▶ [WHAT NEEDS TO BE DONE]: Return exactly the lines from the one containing "Need: drop a pin on every instance of the curved branch" through the last line of the records below, both included, and leave out any pictures.

Dataset entries
[Start of Attachment]

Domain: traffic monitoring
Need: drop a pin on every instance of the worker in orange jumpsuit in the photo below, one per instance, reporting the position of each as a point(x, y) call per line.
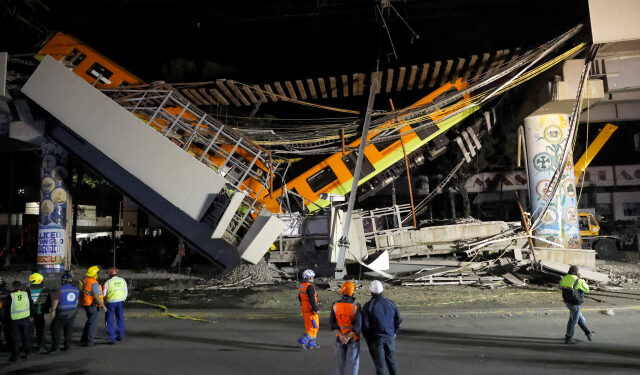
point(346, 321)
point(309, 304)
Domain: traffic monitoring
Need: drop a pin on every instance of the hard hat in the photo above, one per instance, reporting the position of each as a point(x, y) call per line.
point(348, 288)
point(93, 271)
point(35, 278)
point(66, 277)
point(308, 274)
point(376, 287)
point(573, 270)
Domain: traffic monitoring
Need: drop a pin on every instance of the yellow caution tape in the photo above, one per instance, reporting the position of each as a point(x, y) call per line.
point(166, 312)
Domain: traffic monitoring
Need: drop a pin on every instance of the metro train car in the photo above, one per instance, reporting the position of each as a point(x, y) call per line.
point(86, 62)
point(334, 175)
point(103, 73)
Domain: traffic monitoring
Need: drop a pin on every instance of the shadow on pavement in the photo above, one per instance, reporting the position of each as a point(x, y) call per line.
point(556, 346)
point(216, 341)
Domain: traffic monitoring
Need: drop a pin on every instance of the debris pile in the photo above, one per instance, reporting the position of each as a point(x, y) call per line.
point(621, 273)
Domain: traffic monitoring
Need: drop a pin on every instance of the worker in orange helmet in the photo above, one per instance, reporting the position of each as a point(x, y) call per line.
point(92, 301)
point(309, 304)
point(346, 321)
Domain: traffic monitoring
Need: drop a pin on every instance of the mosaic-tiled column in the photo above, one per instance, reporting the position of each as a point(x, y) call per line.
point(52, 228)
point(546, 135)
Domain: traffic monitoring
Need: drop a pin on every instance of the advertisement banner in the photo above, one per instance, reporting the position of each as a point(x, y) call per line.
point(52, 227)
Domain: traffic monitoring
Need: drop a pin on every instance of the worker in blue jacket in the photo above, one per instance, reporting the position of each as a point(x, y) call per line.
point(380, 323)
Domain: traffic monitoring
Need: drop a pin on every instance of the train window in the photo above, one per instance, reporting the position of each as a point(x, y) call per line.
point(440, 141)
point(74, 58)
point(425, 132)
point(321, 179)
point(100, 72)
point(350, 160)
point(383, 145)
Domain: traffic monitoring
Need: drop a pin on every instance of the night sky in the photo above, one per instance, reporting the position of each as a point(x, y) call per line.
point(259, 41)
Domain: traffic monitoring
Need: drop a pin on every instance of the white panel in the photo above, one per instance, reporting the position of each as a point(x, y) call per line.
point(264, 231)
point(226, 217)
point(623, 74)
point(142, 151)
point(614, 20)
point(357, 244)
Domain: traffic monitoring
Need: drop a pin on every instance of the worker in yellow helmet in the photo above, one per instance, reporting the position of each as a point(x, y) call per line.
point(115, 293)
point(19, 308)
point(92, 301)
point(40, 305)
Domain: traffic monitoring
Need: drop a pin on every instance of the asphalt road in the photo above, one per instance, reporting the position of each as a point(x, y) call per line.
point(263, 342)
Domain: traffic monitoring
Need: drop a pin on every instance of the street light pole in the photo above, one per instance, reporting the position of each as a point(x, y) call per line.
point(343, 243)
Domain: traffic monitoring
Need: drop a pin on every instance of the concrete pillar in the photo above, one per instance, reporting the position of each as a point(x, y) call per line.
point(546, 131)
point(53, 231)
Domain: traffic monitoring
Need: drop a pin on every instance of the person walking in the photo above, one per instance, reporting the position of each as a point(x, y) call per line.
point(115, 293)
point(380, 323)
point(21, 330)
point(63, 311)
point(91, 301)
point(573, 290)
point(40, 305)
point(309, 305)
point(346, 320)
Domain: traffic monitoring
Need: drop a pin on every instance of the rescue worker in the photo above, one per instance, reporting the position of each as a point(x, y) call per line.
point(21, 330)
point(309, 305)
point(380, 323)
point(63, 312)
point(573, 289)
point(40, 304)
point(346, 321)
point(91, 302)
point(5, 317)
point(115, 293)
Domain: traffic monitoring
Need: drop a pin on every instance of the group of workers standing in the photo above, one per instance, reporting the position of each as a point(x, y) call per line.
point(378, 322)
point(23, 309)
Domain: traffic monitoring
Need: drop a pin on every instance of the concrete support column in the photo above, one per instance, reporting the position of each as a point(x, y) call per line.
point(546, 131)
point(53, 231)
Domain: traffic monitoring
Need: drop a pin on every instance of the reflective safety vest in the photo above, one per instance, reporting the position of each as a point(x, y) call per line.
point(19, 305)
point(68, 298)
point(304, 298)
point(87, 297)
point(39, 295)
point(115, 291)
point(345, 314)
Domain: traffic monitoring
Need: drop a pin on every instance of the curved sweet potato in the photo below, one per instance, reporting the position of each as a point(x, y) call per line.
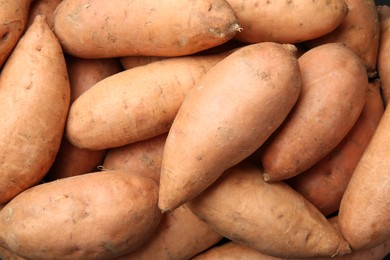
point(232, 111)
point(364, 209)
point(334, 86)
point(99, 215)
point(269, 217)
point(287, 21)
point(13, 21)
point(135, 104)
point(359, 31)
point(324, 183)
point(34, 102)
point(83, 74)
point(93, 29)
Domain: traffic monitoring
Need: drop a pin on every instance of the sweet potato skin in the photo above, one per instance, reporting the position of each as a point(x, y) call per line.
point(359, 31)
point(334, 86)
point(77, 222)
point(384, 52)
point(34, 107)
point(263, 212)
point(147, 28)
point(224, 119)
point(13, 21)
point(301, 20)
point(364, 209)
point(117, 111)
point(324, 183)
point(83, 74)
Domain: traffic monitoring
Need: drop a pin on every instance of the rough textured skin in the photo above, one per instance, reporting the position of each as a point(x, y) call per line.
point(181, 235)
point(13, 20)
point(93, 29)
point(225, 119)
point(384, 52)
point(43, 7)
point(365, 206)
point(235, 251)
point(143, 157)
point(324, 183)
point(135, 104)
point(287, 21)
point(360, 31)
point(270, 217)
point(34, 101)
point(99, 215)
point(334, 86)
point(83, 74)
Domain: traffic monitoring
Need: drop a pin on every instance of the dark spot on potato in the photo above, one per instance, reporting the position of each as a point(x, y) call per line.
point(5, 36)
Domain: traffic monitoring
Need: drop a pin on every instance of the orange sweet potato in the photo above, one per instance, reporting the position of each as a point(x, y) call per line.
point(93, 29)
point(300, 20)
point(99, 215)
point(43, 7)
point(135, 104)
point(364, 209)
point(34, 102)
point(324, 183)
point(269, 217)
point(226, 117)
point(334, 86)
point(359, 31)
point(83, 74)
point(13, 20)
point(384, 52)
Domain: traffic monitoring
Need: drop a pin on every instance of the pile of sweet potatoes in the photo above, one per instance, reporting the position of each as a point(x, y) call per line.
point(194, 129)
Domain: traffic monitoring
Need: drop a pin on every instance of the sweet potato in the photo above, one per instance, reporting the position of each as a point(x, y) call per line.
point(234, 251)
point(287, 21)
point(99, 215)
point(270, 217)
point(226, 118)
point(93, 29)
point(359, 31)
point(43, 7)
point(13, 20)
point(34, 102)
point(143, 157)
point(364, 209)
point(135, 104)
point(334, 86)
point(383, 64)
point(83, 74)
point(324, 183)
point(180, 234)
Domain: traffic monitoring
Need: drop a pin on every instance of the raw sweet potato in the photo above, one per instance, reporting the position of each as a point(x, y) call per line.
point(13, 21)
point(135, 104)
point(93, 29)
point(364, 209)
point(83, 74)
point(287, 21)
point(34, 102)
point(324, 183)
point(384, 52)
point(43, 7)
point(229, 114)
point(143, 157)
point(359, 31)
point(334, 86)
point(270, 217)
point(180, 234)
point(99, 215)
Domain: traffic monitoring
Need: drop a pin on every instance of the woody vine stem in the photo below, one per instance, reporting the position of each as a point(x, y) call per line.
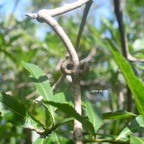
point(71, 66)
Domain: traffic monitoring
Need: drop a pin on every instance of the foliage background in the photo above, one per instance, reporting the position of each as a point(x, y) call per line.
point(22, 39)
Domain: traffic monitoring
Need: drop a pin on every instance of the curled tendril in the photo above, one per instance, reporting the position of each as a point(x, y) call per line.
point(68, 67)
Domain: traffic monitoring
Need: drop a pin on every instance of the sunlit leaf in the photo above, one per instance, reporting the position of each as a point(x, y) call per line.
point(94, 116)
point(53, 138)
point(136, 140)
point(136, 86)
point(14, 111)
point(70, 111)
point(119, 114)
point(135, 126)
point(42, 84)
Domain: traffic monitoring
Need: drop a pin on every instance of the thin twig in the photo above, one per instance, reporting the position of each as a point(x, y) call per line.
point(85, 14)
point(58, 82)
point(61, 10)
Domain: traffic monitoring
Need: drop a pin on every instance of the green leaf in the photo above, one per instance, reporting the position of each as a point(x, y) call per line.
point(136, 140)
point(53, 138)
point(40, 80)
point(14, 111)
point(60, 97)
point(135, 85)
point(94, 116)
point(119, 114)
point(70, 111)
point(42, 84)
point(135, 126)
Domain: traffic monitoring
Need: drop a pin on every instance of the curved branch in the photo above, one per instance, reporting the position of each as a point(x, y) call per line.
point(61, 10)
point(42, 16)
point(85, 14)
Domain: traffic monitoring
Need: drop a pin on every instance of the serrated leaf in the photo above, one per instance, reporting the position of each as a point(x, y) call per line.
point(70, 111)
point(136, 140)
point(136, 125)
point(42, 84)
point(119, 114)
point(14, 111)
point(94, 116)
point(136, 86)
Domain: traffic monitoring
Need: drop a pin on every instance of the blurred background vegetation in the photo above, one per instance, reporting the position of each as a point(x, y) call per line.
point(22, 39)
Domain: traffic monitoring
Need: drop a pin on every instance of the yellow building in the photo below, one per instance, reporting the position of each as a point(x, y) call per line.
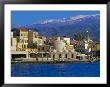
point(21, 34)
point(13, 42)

[End of Attachment]

▶ [COMPLETED EXERCISE]:
Need: drop a pin on every instance of the curved branch in the photo above, one per instance, reporting the position of each as a point(x, y) call per line.
point(61, 10)
point(42, 16)
point(85, 14)
Domain: traffic monitoring
Need: drop a pin on every instance of the serrated leaf in the photo above, one per instance, reporting the position of each as a point(x, y) call per line.
point(70, 111)
point(136, 140)
point(136, 125)
point(42, 84)
point(119, 114)
point(14, 111)
point(94, 116)
point(136, 86)
Domain: traffic monitoring
Need: drop a pin on every instance of the blurred background vegetation in the photo above, one per instance, reporting the position of each as a point(x, y) call per line.
point(22, 39)
Domain: traffic monitoring
Need: drop a pin on every instance of the yellow building in the photo below, one per instance, reporting the position of each as a point(x, y) call per line.
point(21, 34)
point(13, 42)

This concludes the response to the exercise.